-- OBJECTIVE --
Return every line of the rows below that contains the word "jacket".

— start INPUT DATA —

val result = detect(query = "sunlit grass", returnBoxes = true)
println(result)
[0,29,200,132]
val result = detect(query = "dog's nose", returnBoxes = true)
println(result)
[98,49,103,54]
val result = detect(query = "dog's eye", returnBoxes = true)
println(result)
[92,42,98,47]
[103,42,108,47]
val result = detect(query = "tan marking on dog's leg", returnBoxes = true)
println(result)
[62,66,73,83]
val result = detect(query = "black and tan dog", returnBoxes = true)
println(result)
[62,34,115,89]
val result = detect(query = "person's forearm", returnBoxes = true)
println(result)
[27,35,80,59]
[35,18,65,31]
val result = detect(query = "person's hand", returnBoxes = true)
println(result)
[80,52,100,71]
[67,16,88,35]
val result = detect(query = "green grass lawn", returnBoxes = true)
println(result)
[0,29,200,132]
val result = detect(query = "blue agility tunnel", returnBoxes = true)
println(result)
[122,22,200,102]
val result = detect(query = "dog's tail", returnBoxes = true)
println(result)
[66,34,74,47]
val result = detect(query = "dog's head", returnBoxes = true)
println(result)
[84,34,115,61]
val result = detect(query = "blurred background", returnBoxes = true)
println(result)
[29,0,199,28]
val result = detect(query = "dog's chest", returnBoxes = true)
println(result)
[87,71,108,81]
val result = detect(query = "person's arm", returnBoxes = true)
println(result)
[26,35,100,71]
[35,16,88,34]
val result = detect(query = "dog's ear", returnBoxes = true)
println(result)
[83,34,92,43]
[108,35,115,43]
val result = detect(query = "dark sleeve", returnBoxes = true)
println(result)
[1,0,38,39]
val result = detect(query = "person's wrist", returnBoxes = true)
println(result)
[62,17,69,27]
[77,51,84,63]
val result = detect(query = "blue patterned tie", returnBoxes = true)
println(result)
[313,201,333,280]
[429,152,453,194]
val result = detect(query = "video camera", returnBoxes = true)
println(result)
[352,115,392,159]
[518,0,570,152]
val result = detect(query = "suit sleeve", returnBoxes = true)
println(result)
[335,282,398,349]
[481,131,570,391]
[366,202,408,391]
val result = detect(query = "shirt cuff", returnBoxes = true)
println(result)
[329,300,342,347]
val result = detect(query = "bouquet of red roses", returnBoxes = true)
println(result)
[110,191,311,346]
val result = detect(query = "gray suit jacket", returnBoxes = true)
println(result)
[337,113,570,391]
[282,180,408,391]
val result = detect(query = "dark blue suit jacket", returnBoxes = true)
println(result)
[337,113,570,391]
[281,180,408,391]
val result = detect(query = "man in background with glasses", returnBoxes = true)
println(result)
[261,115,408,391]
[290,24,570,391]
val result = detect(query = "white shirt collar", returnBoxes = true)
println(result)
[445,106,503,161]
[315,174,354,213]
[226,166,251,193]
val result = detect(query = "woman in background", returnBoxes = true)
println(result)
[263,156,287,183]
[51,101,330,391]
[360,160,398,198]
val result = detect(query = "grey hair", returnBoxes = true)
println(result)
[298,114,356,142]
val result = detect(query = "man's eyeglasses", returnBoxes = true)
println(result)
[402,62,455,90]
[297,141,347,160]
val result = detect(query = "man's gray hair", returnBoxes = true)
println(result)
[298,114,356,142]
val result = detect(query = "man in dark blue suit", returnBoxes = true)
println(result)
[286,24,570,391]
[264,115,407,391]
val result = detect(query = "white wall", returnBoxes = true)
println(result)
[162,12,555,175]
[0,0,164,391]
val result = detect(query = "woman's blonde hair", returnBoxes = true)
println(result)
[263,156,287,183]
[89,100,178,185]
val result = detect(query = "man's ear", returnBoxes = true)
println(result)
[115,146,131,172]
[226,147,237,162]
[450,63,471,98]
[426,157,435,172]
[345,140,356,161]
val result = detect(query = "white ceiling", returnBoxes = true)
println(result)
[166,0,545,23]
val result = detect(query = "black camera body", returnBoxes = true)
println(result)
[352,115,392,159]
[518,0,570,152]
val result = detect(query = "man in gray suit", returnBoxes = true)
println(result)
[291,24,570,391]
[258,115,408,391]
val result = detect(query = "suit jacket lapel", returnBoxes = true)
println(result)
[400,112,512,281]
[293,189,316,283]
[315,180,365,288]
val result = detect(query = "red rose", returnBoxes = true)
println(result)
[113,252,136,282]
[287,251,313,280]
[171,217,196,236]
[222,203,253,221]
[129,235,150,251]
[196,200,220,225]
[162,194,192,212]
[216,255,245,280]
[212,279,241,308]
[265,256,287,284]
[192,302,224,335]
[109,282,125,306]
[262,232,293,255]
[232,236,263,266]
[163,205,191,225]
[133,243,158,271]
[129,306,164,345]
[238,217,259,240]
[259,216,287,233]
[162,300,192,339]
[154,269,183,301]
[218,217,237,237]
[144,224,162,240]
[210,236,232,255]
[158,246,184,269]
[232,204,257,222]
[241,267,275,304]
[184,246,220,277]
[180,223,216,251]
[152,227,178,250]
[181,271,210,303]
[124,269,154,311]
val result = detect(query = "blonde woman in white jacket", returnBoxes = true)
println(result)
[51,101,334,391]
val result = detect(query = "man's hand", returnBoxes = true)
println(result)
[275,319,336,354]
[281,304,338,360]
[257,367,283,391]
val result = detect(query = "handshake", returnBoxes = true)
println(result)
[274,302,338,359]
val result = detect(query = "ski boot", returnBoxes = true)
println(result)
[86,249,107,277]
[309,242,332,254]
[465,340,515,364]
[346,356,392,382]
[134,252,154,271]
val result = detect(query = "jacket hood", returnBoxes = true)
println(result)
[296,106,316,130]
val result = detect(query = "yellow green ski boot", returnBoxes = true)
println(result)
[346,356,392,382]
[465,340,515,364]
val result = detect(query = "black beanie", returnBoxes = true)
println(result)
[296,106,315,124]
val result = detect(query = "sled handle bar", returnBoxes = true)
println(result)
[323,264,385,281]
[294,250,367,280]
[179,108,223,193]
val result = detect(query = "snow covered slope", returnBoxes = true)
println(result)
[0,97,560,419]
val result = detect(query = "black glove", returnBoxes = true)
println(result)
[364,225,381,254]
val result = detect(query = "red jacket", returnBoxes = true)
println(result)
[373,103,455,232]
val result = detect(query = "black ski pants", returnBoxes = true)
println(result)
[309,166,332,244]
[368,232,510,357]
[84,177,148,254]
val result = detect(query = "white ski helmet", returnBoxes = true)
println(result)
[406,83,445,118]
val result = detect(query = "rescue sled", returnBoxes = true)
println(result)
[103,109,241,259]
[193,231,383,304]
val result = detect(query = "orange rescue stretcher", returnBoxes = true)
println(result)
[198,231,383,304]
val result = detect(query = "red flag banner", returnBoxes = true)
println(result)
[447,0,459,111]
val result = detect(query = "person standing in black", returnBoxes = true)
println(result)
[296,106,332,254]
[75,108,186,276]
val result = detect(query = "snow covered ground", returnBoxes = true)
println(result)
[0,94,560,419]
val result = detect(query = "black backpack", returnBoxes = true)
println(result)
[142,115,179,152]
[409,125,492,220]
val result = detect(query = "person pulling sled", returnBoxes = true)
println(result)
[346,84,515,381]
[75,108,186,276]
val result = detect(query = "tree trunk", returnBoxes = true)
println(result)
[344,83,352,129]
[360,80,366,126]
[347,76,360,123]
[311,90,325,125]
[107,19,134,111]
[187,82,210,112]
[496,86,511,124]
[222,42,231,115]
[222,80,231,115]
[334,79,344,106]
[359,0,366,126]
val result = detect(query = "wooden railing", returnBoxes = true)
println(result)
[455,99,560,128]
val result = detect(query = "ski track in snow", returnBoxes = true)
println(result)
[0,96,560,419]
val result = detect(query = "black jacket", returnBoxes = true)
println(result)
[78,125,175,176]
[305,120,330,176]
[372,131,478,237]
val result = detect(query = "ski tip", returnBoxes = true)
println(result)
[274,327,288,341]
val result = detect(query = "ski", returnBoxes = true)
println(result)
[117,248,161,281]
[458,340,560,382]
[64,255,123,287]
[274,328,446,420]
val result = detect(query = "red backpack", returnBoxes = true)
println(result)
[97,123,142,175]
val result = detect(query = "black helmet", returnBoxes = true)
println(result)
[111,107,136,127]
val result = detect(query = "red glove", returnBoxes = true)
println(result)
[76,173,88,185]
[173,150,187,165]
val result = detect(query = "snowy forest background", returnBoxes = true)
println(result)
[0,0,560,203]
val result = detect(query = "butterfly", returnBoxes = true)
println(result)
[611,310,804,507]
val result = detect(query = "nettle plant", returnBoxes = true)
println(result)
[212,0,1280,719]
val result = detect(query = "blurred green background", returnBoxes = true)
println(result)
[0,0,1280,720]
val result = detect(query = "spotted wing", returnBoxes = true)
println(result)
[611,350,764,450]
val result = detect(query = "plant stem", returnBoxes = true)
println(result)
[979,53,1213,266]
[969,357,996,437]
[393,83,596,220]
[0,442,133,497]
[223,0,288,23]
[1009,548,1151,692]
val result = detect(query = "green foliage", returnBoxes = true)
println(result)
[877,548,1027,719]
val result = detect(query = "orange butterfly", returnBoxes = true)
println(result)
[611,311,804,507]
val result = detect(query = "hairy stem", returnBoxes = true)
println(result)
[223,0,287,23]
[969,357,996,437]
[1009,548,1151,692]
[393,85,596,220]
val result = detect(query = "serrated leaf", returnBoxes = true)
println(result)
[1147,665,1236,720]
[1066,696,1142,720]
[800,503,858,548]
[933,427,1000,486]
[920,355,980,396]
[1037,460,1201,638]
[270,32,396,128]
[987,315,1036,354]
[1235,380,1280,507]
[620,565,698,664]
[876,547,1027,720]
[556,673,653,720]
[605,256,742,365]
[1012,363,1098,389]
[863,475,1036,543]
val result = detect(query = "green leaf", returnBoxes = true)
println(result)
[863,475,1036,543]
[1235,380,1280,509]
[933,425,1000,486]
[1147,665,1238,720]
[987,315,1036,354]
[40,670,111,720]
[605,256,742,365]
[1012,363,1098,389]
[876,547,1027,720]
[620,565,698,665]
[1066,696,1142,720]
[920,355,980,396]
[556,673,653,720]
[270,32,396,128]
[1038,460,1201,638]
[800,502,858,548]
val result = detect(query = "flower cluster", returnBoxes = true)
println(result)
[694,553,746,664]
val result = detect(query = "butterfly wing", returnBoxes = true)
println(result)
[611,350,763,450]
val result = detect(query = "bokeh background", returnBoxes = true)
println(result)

— end INPUT DATA —

-- PROBLEM SOLUTION --
val result = detect(query = "gray suit jacket", returnBoxes = true)
val result = detect(query = "dark blue suit jacket", returnBoxes = true)
val result = detect(query = "suit jacket lapel", returnBoxes = true)
val result = detect(query = "blonde woman in white jacket", returnBoxes = true)
val result = detect(query = "jacket hood", returnBoxes = true)
val result = detect(query = "red jacket", returnBoxes = true)
val result = detect(query = "black jacket", returnBoxes = true)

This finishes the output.